** Study text **
------------------------------------------------------------------------

I’ve been so busy lately with work and last weekend’s trip to San Antonio and San Marcos, I haven’t had much time for anything. I’ve been trying to get extra sleep like I was told, but that certainly didn’t happen this weekend and it’s been hard this week. I already feel like I only work and sleep with 7-8 hours a night! I am supposed to be working on 8-10 hours a night. This is especially hard when I wake up 3-4 times a night.
Went to the Dr. today. Saw the nurse practitioner, which was good, because it’s the one I actually like I’d originally become upset when I found out I couldn’t see the Dr, but this lady I like, so we were good. She’s a pretty smart cookie, so I don’t mind seeing her. The other nurse, I do not like AT ALL.
I’ve known for almost a month now that I have adrenal fatigue. I cut all working out except walking and yoga at the beginning of the month. I’d just been waiting to talk to someone specifically about the results.
Today she expanded on my test results and what they mean. Yes, I have adrenal fatigue. My seratonin, GABA, and epinephrine are all low. My DHEA is low even though I take DHEA. I was told this is because my body is likely robbing DHEA because of cortisol issues.

------------------------------------------------------------------------

** Problems to solve **
1. In the adrenal fatigue post, how many hours of sleep a night is the writer supposed to get?
2. Keep writing the adrenal fatigue post, starting right after its last sentence.
The material after this comes from a separate source.

** Entries provided **
------------------------------------------------------------------------

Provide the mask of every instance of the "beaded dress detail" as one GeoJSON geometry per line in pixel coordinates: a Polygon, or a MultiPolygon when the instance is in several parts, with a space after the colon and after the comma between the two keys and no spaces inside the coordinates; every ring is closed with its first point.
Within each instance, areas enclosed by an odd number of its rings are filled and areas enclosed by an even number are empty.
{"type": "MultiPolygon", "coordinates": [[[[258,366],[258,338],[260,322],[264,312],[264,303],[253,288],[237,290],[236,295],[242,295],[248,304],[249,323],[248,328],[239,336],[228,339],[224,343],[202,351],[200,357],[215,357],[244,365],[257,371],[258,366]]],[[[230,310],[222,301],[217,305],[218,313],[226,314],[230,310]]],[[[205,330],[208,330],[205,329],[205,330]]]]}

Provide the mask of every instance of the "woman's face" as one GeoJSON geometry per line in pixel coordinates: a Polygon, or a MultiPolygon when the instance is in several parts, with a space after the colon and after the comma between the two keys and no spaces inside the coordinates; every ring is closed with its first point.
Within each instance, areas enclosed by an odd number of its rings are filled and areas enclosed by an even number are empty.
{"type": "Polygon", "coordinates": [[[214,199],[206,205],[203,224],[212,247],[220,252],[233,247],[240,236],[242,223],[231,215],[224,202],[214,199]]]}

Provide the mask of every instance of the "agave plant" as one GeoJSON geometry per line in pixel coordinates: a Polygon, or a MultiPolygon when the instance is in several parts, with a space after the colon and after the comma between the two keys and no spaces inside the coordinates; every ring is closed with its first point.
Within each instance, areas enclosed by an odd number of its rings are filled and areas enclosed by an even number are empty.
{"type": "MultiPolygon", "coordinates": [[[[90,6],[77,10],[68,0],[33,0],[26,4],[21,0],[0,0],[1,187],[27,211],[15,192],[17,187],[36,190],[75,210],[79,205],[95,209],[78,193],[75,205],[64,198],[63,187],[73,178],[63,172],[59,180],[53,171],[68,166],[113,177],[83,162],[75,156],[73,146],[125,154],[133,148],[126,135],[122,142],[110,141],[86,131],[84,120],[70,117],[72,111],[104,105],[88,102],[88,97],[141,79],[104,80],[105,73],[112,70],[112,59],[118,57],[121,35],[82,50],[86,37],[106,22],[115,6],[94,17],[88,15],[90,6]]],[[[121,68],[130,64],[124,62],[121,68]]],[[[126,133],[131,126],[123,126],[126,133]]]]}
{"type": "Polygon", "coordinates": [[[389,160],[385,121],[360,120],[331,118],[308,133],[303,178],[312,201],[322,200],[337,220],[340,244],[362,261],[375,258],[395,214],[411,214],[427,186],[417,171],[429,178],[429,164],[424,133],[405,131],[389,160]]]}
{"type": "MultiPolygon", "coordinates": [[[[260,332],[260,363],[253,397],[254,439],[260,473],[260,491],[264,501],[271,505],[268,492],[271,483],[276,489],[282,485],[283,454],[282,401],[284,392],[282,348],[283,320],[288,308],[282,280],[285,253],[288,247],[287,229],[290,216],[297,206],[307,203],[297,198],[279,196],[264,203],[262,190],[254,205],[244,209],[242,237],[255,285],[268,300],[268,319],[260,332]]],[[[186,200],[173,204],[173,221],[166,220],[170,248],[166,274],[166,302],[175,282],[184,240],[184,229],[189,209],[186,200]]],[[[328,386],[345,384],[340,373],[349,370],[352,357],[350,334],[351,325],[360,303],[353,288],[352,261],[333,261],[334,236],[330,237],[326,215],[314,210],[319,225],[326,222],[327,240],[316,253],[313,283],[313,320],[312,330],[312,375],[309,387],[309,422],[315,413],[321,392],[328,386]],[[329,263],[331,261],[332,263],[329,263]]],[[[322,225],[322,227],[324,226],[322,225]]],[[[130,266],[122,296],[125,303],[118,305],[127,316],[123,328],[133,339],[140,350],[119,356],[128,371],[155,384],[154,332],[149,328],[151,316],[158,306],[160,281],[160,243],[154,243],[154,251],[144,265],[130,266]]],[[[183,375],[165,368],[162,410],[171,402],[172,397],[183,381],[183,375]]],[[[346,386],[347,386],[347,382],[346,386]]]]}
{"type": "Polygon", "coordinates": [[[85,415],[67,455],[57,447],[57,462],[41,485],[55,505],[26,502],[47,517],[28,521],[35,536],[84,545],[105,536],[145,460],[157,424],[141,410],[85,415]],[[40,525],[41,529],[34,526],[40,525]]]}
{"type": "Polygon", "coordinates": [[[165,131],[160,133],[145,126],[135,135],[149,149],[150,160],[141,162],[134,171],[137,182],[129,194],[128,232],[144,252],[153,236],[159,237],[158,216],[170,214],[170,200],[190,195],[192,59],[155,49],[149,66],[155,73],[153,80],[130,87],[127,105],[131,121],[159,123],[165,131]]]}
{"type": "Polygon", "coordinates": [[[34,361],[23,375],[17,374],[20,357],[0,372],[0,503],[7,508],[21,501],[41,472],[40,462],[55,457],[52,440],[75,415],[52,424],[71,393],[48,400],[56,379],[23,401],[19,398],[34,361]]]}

------------------------------------------------------------------------

** Responses in order **
1. 8-10 hours a night.

2.
My histamines are high. From my report: Histamine value is on a high end especially with Vitamin C on board. Vitamin C blocks histamine excretion from mast cells. GI distress is most likely playing a role in your histamine level and the very low synthesis of serotonin since most of it is manufactured in the GI tract.
Everything she said made sense. My body isn’t using and/or producing hormones like it should. So I have to fix that. I have to supplement what my body isn’t converting, not with more hormones (although I have some that I am already on), but with more supplements.
I now have a load of pills I have to take everyday. I told her I wanted to get off of stuff and not be on pills forever (well except thyroid, that’s pretty much forever). She said 6 months on the supplements and when those hopefully balance my other hormones, we can start backing off of most everything. Gosh I hope so! I need a bigger granny pillbox and a schedule, because now I have way too many pills and times to take things. I went from everything in AM and 1 thing at night, to more stuff in AM, 1 at lunch, and more night stuff. SHEESH! I HATE HATE HATE medication and I never take anything unless I have to, so all of these pills are making me nuts.
Activity. Well I got a pat on the back for walking and yoga (and for sticking to it). She told me I could do really tiny Galloway stints. I think I am going to stick to walking and yoga for at least another week, to give my body more rest. I want to run, but I want to be better more.
Hoping I start healing and feeling better. I feel ok, but I so very much want to feel and look like the old me!